Task instructions: Print the entire listing. Each line must match the original exactly.

======

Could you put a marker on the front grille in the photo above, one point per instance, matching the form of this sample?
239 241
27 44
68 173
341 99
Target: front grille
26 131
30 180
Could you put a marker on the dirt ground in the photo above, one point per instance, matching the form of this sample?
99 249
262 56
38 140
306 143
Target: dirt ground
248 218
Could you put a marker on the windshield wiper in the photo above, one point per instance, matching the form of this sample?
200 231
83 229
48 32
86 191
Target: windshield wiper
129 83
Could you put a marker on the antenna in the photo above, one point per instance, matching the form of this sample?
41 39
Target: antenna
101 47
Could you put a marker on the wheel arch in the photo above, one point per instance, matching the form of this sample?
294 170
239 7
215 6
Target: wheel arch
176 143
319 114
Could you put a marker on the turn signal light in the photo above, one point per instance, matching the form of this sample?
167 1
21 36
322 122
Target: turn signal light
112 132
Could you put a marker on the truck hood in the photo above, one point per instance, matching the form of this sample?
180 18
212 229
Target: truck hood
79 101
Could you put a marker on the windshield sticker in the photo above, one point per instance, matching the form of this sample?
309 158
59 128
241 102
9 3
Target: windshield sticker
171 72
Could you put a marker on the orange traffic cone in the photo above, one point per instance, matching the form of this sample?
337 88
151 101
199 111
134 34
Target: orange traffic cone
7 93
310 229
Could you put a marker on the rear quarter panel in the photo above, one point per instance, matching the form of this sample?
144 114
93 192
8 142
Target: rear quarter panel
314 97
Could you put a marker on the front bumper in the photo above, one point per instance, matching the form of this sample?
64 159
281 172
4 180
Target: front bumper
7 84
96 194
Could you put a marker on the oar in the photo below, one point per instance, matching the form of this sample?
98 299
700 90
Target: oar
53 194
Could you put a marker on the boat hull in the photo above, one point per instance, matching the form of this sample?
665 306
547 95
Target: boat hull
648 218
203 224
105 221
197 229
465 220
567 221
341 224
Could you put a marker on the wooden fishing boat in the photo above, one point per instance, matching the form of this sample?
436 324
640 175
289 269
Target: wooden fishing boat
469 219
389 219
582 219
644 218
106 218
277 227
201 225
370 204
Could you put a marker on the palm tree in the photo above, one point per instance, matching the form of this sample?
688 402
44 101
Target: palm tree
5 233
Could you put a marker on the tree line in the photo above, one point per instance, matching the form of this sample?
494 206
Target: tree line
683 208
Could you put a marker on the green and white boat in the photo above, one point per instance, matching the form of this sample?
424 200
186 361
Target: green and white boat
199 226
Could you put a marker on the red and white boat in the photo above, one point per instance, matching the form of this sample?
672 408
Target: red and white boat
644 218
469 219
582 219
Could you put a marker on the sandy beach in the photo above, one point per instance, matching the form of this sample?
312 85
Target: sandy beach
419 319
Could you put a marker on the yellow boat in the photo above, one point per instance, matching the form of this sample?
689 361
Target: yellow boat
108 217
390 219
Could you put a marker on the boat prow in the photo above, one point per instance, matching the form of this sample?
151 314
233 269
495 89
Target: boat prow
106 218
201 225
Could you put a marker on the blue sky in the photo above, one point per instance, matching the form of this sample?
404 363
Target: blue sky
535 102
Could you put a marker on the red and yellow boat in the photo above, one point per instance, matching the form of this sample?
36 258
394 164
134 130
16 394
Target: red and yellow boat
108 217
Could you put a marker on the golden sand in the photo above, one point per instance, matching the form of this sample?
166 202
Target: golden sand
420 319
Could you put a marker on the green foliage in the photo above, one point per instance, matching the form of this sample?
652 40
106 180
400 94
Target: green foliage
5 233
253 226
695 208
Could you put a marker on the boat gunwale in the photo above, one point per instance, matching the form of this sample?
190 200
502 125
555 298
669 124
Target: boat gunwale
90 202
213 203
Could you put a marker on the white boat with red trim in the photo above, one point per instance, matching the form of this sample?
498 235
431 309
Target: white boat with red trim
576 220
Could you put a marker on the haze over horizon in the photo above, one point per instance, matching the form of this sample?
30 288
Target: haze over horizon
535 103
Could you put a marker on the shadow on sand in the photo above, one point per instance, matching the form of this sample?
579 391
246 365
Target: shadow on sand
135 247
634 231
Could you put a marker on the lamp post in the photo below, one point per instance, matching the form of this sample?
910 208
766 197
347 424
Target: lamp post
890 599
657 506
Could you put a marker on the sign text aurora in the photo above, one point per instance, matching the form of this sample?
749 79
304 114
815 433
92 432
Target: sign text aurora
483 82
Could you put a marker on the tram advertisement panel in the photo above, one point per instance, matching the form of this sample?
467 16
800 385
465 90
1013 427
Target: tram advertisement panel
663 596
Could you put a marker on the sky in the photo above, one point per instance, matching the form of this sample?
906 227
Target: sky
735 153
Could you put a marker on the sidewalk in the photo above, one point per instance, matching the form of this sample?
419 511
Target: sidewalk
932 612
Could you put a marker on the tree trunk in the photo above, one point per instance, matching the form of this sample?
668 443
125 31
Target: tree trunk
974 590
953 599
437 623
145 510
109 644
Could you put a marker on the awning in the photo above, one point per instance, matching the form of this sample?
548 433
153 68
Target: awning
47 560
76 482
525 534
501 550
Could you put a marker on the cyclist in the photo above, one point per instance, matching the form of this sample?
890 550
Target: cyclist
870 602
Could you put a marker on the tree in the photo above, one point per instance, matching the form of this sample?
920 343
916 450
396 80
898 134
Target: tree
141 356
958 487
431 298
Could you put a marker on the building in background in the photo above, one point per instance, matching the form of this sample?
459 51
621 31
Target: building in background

======

Result for this exercise:
Could you put a marker on the front grille in the photo above, one point per instance, matching the form of this sample?
239 241
27 44
68 173
341 99
Target: front grille
26 131
30 180
Could you put a marker on the dirt ground in the photo above, one point per instance, matching the form of this sample?
99 249
262 56
38 140
306 143
Target: dirt ground
248 218
Could you put a marker on the windshield wiper in the photo above, one point per instance, matching the form of this sample?
200 231
83 229
48 32
86 191
Target: windshield wiper
129 83
Could you put a marker on the antenna in the photo above, one point per instance, matching the form of this sample?
41 39
Target: antenna
101 47
Could you put a marker on the wheel arch in the photo above, one point per instance, matching the form of this sample?
294 170
239 7
215 6
Target: wheel arch
176 143
319 114
Could you put a marker on the turn signal light in the photo above, one point per instance, matching the form of this sample?
167 1
21 36
322 122
Target: turn signal light
112 132
Could you put a marker on the truck hood in the photo above, one point per instance, matching the form of this sample?
180 18
212 229
Target: truck hood
79 101
Could you put a marker on the windshield sticker in the photo above, one point per instance, matching the form of this sample?
309 158
59 128
241 102
9 3
Target: windshield sticker
171 72
Could you put a marker on the orange traffic cone in the photo above, one point per instance, matching the form of this sample?
337 88
151 101
199 111
134 34
Target: orange traffic cone
7 93
310 229
Could you put a marker on the rear quarter panel in the photo above, one point per instance, matching the form of this sample?
144 114
93 192
8 142
Target: rear quarter panel
314 97
Could you put a marker on the front bumper in the photo above, one point per instance, matching the form of this sample?
64 159
281 172
4 180
Target: front bumper
7 84
96 194
Could you put a marker on the oar in the photo below, one point per instance, matching the form of this sample?
98 299
700 90
Target: oar
53 194
Could you put a marker on the boat hull in the photo above, one point per instance, matching the form of this sample?
665 306
547 95
Target: boat hull
648 218
203 224
105 221
197 229
465 220
567 221
341 224
Could you put a marker on the wooden fishing boat in the photo above, one point per instance, matching the form of this sample?
436 324
640 175
289 269
Target: wooden fishing boat
469 219
389 219
582 219
644 218
106 218
277 227
201 225
370 204
Could you put a marker on the palm tree in the photo above, one point per instance, matching the form of this sample?
688 402
44 101
Target: palm tree
5 233
Could you put a marker on the tree line in the photo above, one point per instance, matching the form of this sample?
494 206
Target: tree line
683 208
Could you put a marker on the green and white boat in the photo above, one point per instance, matching the form of this sample?
424 200
186 361
Target: green and white boat
199 226
Could you put a marker on the red and white boat in the photo above, one point per instance, matching the form of this sample?
672 408
Target: red and white boat
644 218
469 219
582 219
Could you put a marker on the sandy beach in the photo above, one point per instance, matching the form of this sample?
312 85
Target: sandy beach
419 319
Could you put a marker on the yellow boat in the photo above, one point per instance, matching the form of this sample?
689 361
Target: yellow boat
108 217
390 219
Could you put a marker on the boat prow in the photo above, one point per instance, matching the form of this sample?
151 314
233 269
495 89
Target: boat prow
106 218
201 225
Could you put a marker on the blue sky in the photo above, one point per instance, matching the form of this sample?
404 363
Target: blue sky
535 102
Could you put a marker on the red and yellow boat in the photo above, one point per instance, matching the form of this sample?
36 258
394 164
134 130
16 394
Target: red and yellow boat
108 217
Could you put a marker on the golden sand in the photo above, one point per instance, matching the form of this sample?
166 202
Target: golden sand
420 319
Could you put a marker on the green foliage in the photo above, one point per instance, matching the form of this sample?
652 40
106 180
400 94
Target: green foliage
5 233
253 226
695 208
Could you put a marker on the boat gunwale in the photo above, one point per instance, matching the form of this sample?
190 200
502 125
555 298
669 124
Target: boat gunwale
90 202
213 203
Could you put a marker on the white boat with red trim in the photo above, one point per instance, matching the form of this sample?
498 235
431 309
Target: white boat with red trim
576 220
Could you put a marker on the haze over horizon in the photo above, one point per instance, matching the form of this sample?
30 288
Target: haze over horizon
535 103
Could you put a marker on the shadow on sand in the photo above, one point per instance, matching the form of this sample?
579 391
246 365
Target: shadow on sand
135 247
634 231
Could you put a marker on the lamp post in the photo below, one point per instance, matching the form of this sample?
910 208
766 197
347 424
Target: lamp post
890 599
657 506
Could you put a marker on the sign text aurora in the photo above, one point per instance, matching the form of this sample?
749 79
304 114
815 433
92 432
Target: sign text aurora
483 82
Could you put a marker on the tram advertisement panel in the photo above, one point per instance, matching the form of this sample?
467 16
800 385
465 90
1013 427
Target: tram advertisement panel
663 596
Could you put a marker on the sky in the photo above, one point per instance, matching the form of this sample?
906 227
Target: sky
735 153
Could you put a marker on the sidewalk in the photo above, one point per instance, matching the form of this sample?
419 511
Target: sidewalk
932 612
Could you put a marker on the tree trunk in the photo above, one point per instance, matching the form of this sample?
668 443
125 31
Target: tree trunk
974 590
953 599
437 623
145 510
109 644
Could you put a marker on the awning in the photo above, one point per instance, matching the form of this sample?
548 433
153 68
Target: awning
47 560
76 482
525 534
501 550
Could you put a marker on the cyclist in the photo above, one point per instance, matching the form of this sample?
890 550
Target: cyclist
870 602
Could you put a marker on the tree in the photo above, one point per instance, matching the form of this sample?
920 343
916 450
396 80
898 134
Target: tree
141 356
958 487
431 298
Could you put a marker on the building in background in the photo above, one point per instance, matching the form of this sample?
459 51
621 31
Target: building in background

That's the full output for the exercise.